─── Text extract

Teacher of the Year Greg Finch: Christian education may be the last best hope for America, Western civilization
Many of us hear a divine calling in our prayers. Greg Finch actually heard his with his ears.
After finding his passion for history in college, and earning multiple degrees in it, he still hadn’t…
Many of us hear a divine calling in our prayers. Greg Finch actually heard his with his ears.
After finding his passion for history in college, and earning multiple degrees in it, he still hadn’t found his calling. Then in 2001, at his daughter’s Summit Christian Academy in Lee’s Summit, Missouri, he heard the expanding school’s administrator appeal for qualified, God-fearing teachers in science, math, English – and history.
“Ka-blam!” he says. “Like lightning from Heaven, I instantly knew then my true calling for life, with clarity!”
And now on Saturday, the history, geography and government teacher will hear his name called as one of 12 Christian Teachers of the Year for 2022 at The Herzog Foundation Excellence in Christian Education Awards Gala in Washington, D.C.
It’s an amazing, providential ascension for one who, after enlisting in the Army at 19 and afterward working in his father’s business, didn’t even enter college until age 30. It was there that his heart “was mysteriously drawn to history.”

──────
─── Input

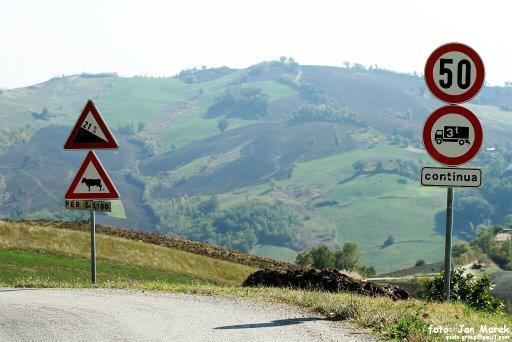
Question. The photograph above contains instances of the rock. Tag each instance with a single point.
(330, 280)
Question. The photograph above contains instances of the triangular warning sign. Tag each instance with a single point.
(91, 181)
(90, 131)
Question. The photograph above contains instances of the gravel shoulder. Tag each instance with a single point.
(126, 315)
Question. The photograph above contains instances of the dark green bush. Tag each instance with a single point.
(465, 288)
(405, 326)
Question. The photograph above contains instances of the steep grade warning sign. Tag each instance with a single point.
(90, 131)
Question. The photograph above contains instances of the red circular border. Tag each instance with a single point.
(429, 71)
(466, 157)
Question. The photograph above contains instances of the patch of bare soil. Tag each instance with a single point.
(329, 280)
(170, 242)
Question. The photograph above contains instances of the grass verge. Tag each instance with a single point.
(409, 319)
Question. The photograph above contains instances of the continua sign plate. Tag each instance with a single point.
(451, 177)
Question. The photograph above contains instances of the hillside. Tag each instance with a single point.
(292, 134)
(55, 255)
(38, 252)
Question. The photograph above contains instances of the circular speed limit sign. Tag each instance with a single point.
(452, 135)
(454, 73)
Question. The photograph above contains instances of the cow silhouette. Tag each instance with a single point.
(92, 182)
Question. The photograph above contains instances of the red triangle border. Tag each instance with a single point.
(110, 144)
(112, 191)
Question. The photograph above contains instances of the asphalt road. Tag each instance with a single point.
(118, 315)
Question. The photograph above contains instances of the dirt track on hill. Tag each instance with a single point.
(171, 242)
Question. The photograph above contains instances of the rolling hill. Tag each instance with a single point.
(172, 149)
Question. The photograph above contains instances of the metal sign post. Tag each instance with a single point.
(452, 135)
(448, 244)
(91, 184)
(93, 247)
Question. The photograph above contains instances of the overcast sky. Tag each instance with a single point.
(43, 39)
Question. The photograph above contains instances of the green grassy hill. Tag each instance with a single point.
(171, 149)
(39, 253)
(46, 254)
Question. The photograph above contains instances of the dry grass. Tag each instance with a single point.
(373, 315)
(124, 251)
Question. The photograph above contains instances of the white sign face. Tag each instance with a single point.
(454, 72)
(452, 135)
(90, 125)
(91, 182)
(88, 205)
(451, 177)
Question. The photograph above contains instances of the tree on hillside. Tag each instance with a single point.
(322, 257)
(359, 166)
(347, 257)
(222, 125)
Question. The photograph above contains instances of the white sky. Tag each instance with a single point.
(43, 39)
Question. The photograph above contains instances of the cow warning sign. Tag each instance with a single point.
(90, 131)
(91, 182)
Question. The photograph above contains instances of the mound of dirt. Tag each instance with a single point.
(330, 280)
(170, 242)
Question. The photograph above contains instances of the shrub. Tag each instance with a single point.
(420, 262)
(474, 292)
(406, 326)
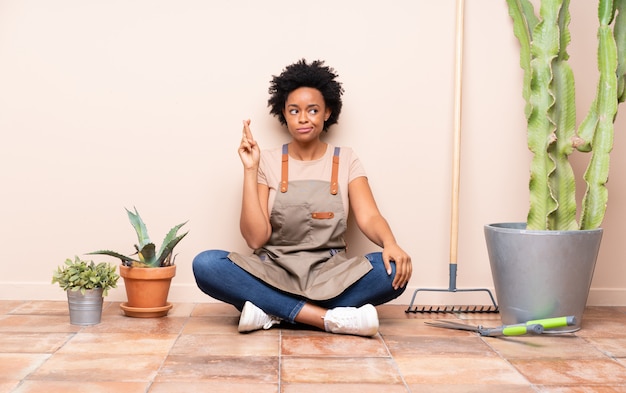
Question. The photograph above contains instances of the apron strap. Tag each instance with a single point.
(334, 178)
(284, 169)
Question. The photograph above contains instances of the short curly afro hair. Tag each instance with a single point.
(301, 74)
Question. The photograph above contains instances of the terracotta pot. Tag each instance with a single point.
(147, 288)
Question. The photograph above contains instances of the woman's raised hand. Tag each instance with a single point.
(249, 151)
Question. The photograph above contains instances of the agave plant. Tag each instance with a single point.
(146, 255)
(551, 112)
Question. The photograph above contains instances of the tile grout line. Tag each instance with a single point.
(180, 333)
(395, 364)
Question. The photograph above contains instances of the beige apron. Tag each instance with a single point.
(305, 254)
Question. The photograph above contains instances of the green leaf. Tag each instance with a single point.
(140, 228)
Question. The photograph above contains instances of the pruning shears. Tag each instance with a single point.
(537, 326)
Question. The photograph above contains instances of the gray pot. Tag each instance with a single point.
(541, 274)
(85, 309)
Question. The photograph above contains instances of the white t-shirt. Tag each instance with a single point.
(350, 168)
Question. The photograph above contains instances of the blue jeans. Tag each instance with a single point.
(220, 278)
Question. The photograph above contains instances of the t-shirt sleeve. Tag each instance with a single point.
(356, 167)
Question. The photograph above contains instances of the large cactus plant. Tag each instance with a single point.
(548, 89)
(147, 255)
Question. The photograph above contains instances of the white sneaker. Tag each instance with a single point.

──────

• Stated problem 1
How many lines in the rows above contain the string "sign"? Reply with the number only.
• Stated problem 2
Continue the article about history teacher Greg Finch from the point where it stops.

• Answer 1
7

• Answer 2
Or maybe not so mysteriously, after what he characterizes as lackluster lessons in a public high school that sought good coaches who could teach history, rather than the other way around.
Finch has now become a teacher who brings students to Christ and history to life.
In fact, through a relationship with the owner of an area Civil War-era home, Finch has taken his students into actual slave quarters – and through time, with gloved inspections of priceless family letters dating back to the 1860s. Students hand-copied and preserved the letters, while suspensefully following the life of one Civil War youth whose correspondence led all the way to World War I.
“As they were transcribing, it became clear that we were seeing a story unfold,” Finch says. “And we did it chronologically, from the oldest letters to the newest. And it was like watching a beautiful motion picture, but you didn’t know how it was going to end.
“It was like a serial cliffhanger, because every day when the bell rang, they actually, literally were sad.”
Finch’s former students involved in the letter project remember it as much as anything they learned from him. “If I had taught from a textbook or lecture format, it wouldn’t have been a tenth as meaningful.”
But it’s a relationship with Jesus that’s at the core of Finch’s teaching.
“An effective teacher must, first and foremost, acknowledge the Source of all learning,” he says. “I drench every lesson in God’s Word and prayer.”
His divine calling over that microphone so many years ago still echoes today, as evidenced by a letter recommending him as a Christian Teacher of the Year.
“Greg’s commitment to academic excellence, godly character, and his unique giftedness as a teacher to see every student succeed is top-notch,” writes Chris L. Williams, senior pastor of Fellowship Church in nearby Greenwood, Missouri.
If he couldn’t teach in a Christian school, Finch says he wouldn’t teach at all.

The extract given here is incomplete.